Extract Clinical Entities from Voice of the Patient Documents (embeddings_clinical)

Description

This model extracts healthcare-related terms from the documents transferred from the patient’s own sentences.

Predicted Entities

Gender, Employment, Age, BodyPart, Substance, Form, PsychologicalCondition, Vaccine, Drug, DateTime, ClinicalDept, Laterality, Test, AdmissionDischarge, Disease, VitalTest, Dosage, Duration, RelationshipStatus, Route, Allergen, Frequency, Symptom, Procedure, HealthStatus, InjuryOrPoisoning, Modifier, Treatment, SubstanceQuantity, MedicalDevice, TestResult

Live Demo Open in Colab Copy S3 URI

How to use

document_assembler = DocumentAssembler()\
    .setInputCol("text")\
    .setOutputCol("document")

sentence_detector = SentenceDetectorDLModel.pretrained("sentence_detector_dl_healthcare","en","clinical/models")\
    .setInputCols(["document"])\
    .setOutputCol("sentence")

tokenizer = Tokenizer() \
    .setInputCols(["sentence"]) \
    .setOutputCol("token")

word_embeddings = WordEmbeddingsModel().pretrained("embeddings_clinical", "en", "clinical/models")\
    .setInputCols(["sentence", "token"]) \
    .setOutputCol("embeddings")                

ner = MedicalNerModel.pretrained("ner_vop", "en", "clinical/models") \
    .setInputCols(["sentence", "token", "embeddings"]) \
    .setOutputCol("ner")

ner_converter = NerConverterInternal() \
    .setInputCols(["sentence", "token", "ner"]) \
    .setOutputCol("ner_chunk")

pipeline = Pipeline(stages=[document_assembler,
                            sentence_detector,
                            tokenizer,
                            word_embeddings,
                            ner,
                            ner_converter])

WHAT IS EXPECTED: Reproduce the text about the clinical entity model verbatim, beginning at the words "Extract Clinical Entities" and stopping after "patient’s own sentences.". Draw solely on the text about the clinical entity model.

DATA SECTION:
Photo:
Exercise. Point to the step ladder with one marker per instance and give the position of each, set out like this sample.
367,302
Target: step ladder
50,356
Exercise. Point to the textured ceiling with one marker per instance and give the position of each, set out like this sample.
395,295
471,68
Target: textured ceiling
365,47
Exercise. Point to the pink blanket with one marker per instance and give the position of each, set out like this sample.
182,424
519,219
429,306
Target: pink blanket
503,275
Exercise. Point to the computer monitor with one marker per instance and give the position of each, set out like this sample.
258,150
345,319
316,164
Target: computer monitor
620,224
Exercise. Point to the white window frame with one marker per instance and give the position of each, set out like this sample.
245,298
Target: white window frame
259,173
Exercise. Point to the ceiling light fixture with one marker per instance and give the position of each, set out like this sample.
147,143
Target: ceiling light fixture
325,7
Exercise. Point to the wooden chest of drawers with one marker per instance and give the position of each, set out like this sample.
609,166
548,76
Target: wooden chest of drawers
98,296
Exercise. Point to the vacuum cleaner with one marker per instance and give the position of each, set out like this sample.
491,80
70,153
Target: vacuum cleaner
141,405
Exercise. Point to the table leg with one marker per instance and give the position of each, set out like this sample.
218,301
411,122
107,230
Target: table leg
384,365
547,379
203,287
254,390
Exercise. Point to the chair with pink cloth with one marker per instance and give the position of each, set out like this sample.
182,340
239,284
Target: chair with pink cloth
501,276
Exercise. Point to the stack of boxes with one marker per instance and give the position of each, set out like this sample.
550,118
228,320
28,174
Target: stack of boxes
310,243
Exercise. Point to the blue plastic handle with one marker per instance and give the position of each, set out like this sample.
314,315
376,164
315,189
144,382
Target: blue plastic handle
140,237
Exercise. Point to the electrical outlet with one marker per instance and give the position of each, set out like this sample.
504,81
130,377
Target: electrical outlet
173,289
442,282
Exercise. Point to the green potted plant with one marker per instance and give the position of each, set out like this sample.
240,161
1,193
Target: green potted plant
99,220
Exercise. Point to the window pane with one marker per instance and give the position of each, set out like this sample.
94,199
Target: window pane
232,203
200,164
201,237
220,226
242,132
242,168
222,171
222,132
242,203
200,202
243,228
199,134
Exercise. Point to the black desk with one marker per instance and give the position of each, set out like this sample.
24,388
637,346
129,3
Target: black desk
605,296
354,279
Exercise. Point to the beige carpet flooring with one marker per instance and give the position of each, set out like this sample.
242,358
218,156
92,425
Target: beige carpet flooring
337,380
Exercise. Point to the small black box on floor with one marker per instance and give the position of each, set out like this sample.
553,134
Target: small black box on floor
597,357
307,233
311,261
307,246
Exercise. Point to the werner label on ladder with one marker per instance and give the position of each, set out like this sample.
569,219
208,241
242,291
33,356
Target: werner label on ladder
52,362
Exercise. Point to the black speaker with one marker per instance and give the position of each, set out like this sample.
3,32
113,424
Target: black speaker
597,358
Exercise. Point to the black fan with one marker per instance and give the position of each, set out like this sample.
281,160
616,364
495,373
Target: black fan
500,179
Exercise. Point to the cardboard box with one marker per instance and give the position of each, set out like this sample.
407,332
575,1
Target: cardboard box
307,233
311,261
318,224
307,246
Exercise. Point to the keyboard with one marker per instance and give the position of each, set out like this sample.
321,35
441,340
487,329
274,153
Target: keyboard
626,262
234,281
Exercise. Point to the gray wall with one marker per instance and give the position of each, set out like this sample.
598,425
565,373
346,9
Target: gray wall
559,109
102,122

ANSWER:
Extract Clinical Entities from Voice of the Patient Documents (embeddings_clinical)

Description

This model extracts healthcare-related terms from the documents transferred from the patient’s own sentences.